Parts of the exercise:
(A) According to the Bannerify tutorial, what appears beside the word "Installed" once the plugin has been installed?
(B) Write out the part of the Bannerify tutorial that opens with the words containing "I'm just going to be" and closes with "we've just installed.".
(C) Write what comes next in the Bannerify tutorial, picking up after its last sentence.

---- Document section

The first thing we need to do is install a Figma plugin called "Bannerify", and if you haven't already done so, you can jump into the Figma menu in the top left hand corner, if you click on the little Figma icon, and if you just go down to "Community" or "Plugins", and in the search bar just type in the keyword "Bannerify"; if you click on the "Plugins" tab you'll see a result called "Bannerify" pop right up. The next thing you want to do is go over to the right hand side and you'll see an "Install" button; if you click on that "Install" button it'll change to look like mine where it says "Installed" and has a little check mark. Once you see that check mark it means that you're ready to go and you can jump back into your Figma project.
I'm just going to be using a banner set that I designed as a bit of an example; we're going to export all of these banners into a GIF file which is animated, based on the animations that are being set up in the Bannerify Figma plugin. The first thing we need to do now that we've installed the Figma plugin is right click anywhere on the page go down to "Plugins", and then the top result in my menu is "Bannerify"; you just want to click on that Bannerify plugin and this will load up the Figma plugin that we've just installed.
What it's going to do is just load up all of our parent frames in the left hand side here and it's going to parse those as banners; each of those frames is one banner, and then each of those sub-layers inside of each frame becomes a layer inside of the banner for each one. Those can have animations applied to them, as you can see here I've already got some animations set up, I can preview that in the window here. It has just got some very simple animations set up on all of these, and I'm not going to be showing you how to use all the animation features in this tutorial, but I do have another tutorial on the YouTube channel that you can find which goes in depth into how to use all of the animation tools, how to set up easy delays and bulk apply animations to different layers, but in this tutorial I'm just going to assume that you've already set up your animations the way you want, and you just want to export these banners from Figma to GIF files.

--------
---- Provided data

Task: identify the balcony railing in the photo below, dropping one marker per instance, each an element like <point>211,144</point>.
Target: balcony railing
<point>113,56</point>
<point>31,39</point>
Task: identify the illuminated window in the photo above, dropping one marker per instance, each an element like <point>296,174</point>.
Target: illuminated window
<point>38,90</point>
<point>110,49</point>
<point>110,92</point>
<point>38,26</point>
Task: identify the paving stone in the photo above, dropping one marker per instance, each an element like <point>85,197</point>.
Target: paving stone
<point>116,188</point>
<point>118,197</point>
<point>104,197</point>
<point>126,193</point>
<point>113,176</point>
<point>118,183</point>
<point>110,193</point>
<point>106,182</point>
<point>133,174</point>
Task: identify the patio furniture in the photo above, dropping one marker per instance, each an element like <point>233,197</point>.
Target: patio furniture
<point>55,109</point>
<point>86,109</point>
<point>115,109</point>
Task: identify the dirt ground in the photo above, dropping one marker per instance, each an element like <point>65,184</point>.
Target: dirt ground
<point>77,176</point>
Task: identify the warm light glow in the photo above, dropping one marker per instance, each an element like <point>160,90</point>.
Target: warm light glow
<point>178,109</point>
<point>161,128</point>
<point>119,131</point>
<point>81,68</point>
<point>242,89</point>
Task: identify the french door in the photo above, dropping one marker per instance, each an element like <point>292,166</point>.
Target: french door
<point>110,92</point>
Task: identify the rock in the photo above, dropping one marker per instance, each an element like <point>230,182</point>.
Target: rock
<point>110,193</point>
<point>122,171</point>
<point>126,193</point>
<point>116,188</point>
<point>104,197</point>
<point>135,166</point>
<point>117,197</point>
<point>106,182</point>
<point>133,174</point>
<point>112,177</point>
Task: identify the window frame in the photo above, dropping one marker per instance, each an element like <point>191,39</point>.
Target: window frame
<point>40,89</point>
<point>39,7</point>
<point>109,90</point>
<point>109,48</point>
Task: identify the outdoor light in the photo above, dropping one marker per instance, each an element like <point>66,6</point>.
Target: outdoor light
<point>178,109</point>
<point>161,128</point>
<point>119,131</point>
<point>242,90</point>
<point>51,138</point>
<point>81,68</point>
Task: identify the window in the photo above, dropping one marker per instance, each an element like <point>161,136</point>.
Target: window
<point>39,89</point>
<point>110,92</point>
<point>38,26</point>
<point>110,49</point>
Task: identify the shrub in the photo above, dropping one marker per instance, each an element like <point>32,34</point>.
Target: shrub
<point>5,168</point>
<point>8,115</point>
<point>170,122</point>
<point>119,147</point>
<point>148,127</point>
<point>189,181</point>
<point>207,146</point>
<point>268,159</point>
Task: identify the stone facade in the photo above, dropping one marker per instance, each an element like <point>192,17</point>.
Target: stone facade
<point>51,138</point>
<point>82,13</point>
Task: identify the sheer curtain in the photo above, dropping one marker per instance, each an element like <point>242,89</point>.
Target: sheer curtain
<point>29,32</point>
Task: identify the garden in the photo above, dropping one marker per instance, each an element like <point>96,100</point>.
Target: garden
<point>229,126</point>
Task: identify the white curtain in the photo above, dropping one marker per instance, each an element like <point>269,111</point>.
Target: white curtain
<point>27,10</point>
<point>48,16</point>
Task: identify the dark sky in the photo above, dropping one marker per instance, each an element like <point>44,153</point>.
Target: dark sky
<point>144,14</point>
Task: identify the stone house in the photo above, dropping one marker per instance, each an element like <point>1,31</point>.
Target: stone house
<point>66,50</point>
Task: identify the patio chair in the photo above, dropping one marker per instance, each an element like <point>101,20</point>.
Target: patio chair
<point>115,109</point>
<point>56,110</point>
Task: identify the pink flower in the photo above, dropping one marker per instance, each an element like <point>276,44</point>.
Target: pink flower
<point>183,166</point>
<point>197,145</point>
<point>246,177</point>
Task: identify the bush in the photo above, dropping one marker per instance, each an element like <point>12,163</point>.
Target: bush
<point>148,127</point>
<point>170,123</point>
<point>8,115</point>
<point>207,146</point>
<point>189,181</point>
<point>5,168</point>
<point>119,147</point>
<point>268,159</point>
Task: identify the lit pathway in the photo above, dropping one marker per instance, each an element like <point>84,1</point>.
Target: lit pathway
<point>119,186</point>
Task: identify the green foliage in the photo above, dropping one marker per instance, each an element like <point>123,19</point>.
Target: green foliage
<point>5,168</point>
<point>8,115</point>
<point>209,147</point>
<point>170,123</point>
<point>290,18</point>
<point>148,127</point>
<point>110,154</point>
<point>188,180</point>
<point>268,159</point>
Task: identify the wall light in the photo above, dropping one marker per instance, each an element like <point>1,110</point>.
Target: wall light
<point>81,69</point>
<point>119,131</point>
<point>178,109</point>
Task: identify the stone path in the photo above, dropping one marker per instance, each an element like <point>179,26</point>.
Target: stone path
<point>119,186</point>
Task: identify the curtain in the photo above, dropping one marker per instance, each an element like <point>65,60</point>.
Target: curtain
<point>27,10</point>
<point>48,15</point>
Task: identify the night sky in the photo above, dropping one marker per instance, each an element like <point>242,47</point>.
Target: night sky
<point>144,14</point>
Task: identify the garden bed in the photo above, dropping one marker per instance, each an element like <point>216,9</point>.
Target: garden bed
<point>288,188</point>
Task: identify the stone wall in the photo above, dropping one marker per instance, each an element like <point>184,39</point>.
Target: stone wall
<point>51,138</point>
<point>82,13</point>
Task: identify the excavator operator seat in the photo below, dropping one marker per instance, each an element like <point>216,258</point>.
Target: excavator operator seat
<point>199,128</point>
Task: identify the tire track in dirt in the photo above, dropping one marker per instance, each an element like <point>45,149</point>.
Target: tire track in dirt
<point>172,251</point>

--------

Final results:
(A) A little check mark.

(B)
I'm just going to be using a banner set that I designed as a bit of an example; we're going to export all of these banners into a GIF file which is animated, based on the animations that are being set up in the Bannerify Figma plugin. The first thing we need to do now that we've installed the Figma plugin is right click anywhere on the page go down to "Plugins", and then the top result in my menu is "Bannerify"; you just want to click on that Bannerify plugin and this will load up the Figma plugin that we've just installed.

(C)
I'm happy with my animations, I'm pretty pleased with the way that they look, and all I want to do is just export them. All we need to do is click on this button in the top menu bar, which is called "Export to GIF/Video"; if I click on that button that brings up the settings panel for this feature; it's telling us that this is going to let us export our banners to either a GIF or a WebM video and it's just letting us know that the banners are going to be played through in real time and rendered out, and we're going to get a zip file when it's complete. We've got a couple of options here; the first one is in regards to looping the GIF, if we want our GIFs that are exported to infinitely loop then we can check this box, which is enabled by default. If you don't want your GIFs to loop and you just want them to play through once and then stop at its final frame, you can uncheck that option and that will remove that ability from the exported GIFs from Figma; in this case I'm going to leave mine to loop. Then the other option we've got is output quality; this slider here you can slide up and down and that will change the compression or the file size and quality that the GIF is going to be exported at from Figma. You can you can slide that up and down, I'm just going to leave it at let's say 65 in this case. The final export option we've got here is the preview page option; this little checkbox is just letting you set dark mode for the HTML preview page that it's going to generate. Once the GIFs are all exported you will get a little "index.html" file which you'll be able to open in your browser, as we'll see in a minute, and that will serve as a way to preview all of the GIFs at once; and it's just a really nice thing that you can upload onto a server somewhere and send it around to your clients or send it around to your team for an approval stage. This little check box just turns on dark mode for that page, if you turn it off it's just going to render it out with a light gray background the same as the Figma background; I'll just leave that off for now.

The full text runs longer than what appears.